- Exercise set:
**1.** Answer these questions from the article on consecrating countries to Mary.
(a) In which publication, and on what date, did Hendro Munsterman write about the national consecrations?
(b) Which two groups of bishops are said to be preparing to carry out the ritual in their nations?
(c) Which Vatican body published the 2001 Directory on Popular Piety and the Liturgy?
**2.** Resume the article on consecrating countries to Mary, picking up right after its final sentence.

─── Excerpted passage

A Dutch theologian has questioned the revival in COVID-19 times of what he called the “museum piece” consecrations of countries to Mary.
– “Theologically problematic and controversial”
Writing April 30 in La Croix, France-based theologian and journalist Hendro Munsterman recalled that after a wave of national consecrations to the Virgin in Portugal, Spain, Estonia, Ireland and countries in Latin America, the Italian and US bishops are preparing to carry out the same ritual in their nations in coming days.
But even if done out of a desire to implore the Virgin’s protection, healing and wisdom in the context of the coronavirus pandemic, “‘consecrating’ a country or region to Mary (or the ‘Immaculate Heart of Mary’) is theologically problematic and controversial”, Munsterman affirmed.
– Against 2001 Vatican guidelines
Why is “consecrating” a country to Mary so dubious?
In the first place, Munsterman said that the practice goes against instructions set out in a 2001 Directory on Popular Piety and the Liturgy published by the Vatican Congregation for Divine Worship.
Those instructions affirmed that “liturgical theology and the consequent rigorous use of terminology would suggest reserving the term consecration for those self-offerings which have God as their object, and which are characterized by totality and perpetuity, which are guaranteed by the Church’s intervention and have as their basis the Sacraments of Baptism and Confirmation”.
“In other words, we cannot consecrate ourselves to Mary, and certainly not outside the sacraments of initiation”, Munsterman explained.
Not only that, continued the theologian, but also national consecretations to the Virgin run the risk of using terms “that threaten to water down the essential distinction between Mary as a creature and God as Creator”, in the face of which risks “these traditions must be adjusted and reoriented”.

──────
─── Material provided

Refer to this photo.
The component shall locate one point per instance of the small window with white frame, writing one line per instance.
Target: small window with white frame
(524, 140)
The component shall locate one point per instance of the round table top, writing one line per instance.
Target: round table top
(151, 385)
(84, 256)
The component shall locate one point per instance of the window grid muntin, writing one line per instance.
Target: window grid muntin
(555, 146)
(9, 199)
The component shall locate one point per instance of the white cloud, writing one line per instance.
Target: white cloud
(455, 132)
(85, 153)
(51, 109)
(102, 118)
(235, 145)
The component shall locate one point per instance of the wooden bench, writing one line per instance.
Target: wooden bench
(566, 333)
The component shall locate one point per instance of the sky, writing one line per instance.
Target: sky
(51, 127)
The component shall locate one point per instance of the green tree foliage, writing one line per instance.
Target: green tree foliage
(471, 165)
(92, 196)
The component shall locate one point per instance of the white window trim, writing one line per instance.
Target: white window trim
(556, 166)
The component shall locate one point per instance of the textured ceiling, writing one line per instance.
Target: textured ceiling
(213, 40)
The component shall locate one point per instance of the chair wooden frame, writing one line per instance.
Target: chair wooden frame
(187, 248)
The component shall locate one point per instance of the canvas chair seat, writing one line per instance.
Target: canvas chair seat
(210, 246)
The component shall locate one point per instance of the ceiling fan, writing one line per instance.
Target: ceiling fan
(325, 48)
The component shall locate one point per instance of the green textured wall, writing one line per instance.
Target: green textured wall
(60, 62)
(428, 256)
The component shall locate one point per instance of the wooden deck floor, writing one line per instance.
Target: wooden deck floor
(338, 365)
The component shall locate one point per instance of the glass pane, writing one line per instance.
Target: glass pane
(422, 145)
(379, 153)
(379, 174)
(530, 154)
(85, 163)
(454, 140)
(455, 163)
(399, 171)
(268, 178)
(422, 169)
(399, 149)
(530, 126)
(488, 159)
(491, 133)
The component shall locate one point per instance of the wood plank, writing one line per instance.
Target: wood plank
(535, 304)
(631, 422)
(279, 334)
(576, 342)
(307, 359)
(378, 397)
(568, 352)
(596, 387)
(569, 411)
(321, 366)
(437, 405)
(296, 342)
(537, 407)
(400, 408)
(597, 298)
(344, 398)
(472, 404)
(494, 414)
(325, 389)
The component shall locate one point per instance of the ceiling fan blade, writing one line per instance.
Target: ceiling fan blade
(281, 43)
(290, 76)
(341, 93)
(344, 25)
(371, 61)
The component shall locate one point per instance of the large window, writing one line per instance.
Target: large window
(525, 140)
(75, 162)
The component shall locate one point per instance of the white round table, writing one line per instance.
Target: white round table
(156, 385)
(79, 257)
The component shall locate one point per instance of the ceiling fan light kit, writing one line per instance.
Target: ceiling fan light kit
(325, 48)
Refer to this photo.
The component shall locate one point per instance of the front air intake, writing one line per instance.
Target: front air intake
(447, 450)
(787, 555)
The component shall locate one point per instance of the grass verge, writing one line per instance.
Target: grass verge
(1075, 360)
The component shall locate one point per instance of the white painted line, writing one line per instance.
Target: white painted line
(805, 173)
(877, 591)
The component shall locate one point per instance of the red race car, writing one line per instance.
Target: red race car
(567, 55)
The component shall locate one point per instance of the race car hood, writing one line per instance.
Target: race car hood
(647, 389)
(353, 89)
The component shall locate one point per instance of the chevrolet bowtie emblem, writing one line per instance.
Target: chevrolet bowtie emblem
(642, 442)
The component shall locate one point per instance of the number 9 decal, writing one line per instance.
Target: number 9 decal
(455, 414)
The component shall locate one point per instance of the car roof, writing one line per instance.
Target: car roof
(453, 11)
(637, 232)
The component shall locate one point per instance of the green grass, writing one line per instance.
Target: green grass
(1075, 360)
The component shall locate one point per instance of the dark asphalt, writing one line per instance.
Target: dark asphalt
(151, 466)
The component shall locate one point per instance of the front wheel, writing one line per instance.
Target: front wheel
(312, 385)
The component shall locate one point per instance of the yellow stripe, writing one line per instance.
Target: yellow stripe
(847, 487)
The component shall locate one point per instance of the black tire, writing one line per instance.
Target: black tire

──────

- Written answers:
**1.**
(a) In La Croix, on April 30.
(b) The Italian and US bishops.
(c) The Vatican Congregation for Divine Worship.

**2.**
Even Pope John Paul II moved away from the idea of “consecration” to that of “entrustment”, Munsterman observed.
For example, after the assassination attempt he suffered in 1981, and which shift was picked up by the Pontifical International Marian Academy in 2005.
Pope Francis later followed in John Paul II’s footsteps when he visited Fátima in 2017, explicitly praying to Mary: “I entrust myself to you”:
– A practice “with apocalyptic overtones”
Beyond the theological problems with the consecrations of countries to Mary, there are also troublesome cultural issues involved with the practice as well, Munsterman explained.
Devotions to the Virgin and to patron saints – essentially medieval in origin and character – no longer make the sense in our modern, democratic societies that they did in the feudal world, the theologian warned.
The danger, according to Munsterman, is that with consecrations and like practices “Mary is still presented as queen to whom we surrender as slavish soldiers. The risk is that she becomes more like a pagan mother goddess who can exist outside the bond with the Triune God”.
“From being a personal, medieval cult of piety, consecration to Mary has grown into a devotion that often has apocalyptic overtones, not least inspired by a maximalist interpretation of the Fatima apparitions”, the theologian denounced.
– “Why must all popular devotion revolve around Mary and other saints?”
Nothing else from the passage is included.